Start of RECORDS TO USE

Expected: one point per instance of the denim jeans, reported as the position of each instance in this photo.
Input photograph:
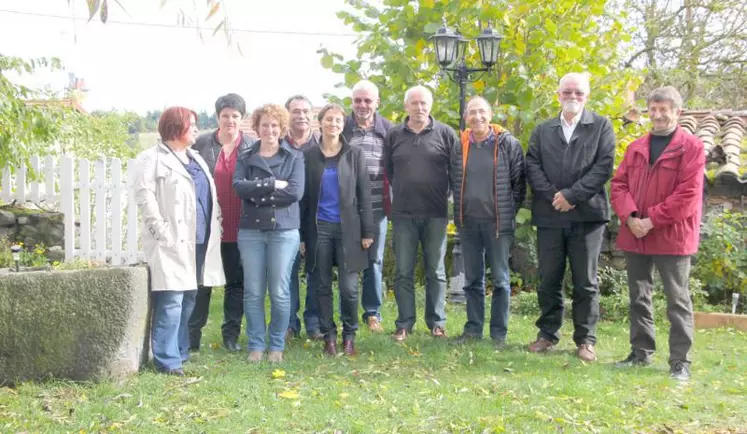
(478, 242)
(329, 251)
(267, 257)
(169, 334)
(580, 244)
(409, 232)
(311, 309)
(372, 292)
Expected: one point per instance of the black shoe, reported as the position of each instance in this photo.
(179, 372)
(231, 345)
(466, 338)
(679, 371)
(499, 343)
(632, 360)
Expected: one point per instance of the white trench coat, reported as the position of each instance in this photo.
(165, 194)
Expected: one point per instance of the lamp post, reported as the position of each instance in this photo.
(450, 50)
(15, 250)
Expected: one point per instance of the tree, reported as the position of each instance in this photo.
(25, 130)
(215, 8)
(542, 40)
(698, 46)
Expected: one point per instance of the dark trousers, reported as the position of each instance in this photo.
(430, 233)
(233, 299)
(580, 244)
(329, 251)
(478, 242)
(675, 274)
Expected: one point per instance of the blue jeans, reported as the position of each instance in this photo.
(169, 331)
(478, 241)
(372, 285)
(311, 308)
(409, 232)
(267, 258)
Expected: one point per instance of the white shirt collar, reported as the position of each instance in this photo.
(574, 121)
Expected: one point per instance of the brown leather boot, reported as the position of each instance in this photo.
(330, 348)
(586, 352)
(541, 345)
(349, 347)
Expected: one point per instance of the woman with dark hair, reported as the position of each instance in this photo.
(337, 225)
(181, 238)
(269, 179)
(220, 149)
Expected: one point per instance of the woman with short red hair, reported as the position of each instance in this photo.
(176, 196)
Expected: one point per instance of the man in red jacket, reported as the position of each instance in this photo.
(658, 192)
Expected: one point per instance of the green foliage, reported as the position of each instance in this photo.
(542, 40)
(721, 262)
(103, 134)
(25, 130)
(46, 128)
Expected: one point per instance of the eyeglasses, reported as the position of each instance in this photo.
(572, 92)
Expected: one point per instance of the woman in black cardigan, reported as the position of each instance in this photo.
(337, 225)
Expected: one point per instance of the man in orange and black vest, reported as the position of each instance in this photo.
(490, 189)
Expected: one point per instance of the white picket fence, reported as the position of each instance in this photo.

End of RECORDS TO USE

Write out all the entries word for word, but skip any images.

■ ANSWER TO THIS TASK:
Expected: one point per instance of the denim jeans, reported as the position of each instance in this photo.
Input photograph:
(478, 242)
(329, 251)
(267, 257)
(169, 334)
(580, 244)
(409, 232)
(311, 309)
(372, 292)
Expected: one point per instance of the black shoe, reported as the position of each instance in this photo.
(179, 372)
(231, 345)
(466, 338)
(679, 371)
(499, 343)
(632, 360)
Expected: one point per instance of the white trench coat, reported as the position of each instance in this photo.
(165, 194)
Expected: one point per instance of the lamp post, reported as the position of each instance in this photo.
(450, 50)
(15, 250)
Expected: one point per instance of the tree, reported as the position of each instance in this photo.
(25, 130)
(215, 8)
(542, 40)
(698, 46)
Expected: one point per instance of the dark trousers, reported as the position of each instance in this photo.
(430, 233)
(233, 299)
(580, 244)
(329, 251)
(478, 242)
(675, 274)
Expected: one point per instance of the blue jeans, reported as the position of each instance in this photo.
(169, 331)
(478, 241)
(372, 285)
(311, 308)
(409, 232)
(267, 258)
Expected: one point per instance of the white shirt collar, reported as the position of each instance in this photo.
(574, 121)
Expected: one point per instance of the brown leather boot, reported as the position of each instance in this photo.
(330, 348)
(586, 352)
(541, 345)
(349, 347)
Expected: one point per instance of the woman with dark hair, reported as the position of each instance in this photo.
(337, 225)
(181, 238)
(269, 179)
(220, 149)
Expected: one point per instance of the woman with short red hair, reported as the position of each instance in this photo.
(176, 196)
Expected: one point per instance of the man in red jacket, reported as the position of each instance in this photo.
(658, 192)
Expected: one point per instance of the green foliage, reported as the position of each instance in this photo.
(542, 40)
(721, 262)
(103, 134)
(25, 130)
(46, 128)
Expected: one point per instance of the eyeglasses, reported as the position of each instance in this photo.
(572, 92)
Expected: one point per instance of the woman in black cardigan, reported as the position of each instance in this photo.
(337, 225)
Expected: one point per instance of the man in orange and black vest, reported as the position of each instance in this photo.
(490, 189)
Expected: one point per instance of the white picket fence, reported as the position of each instance in this photo.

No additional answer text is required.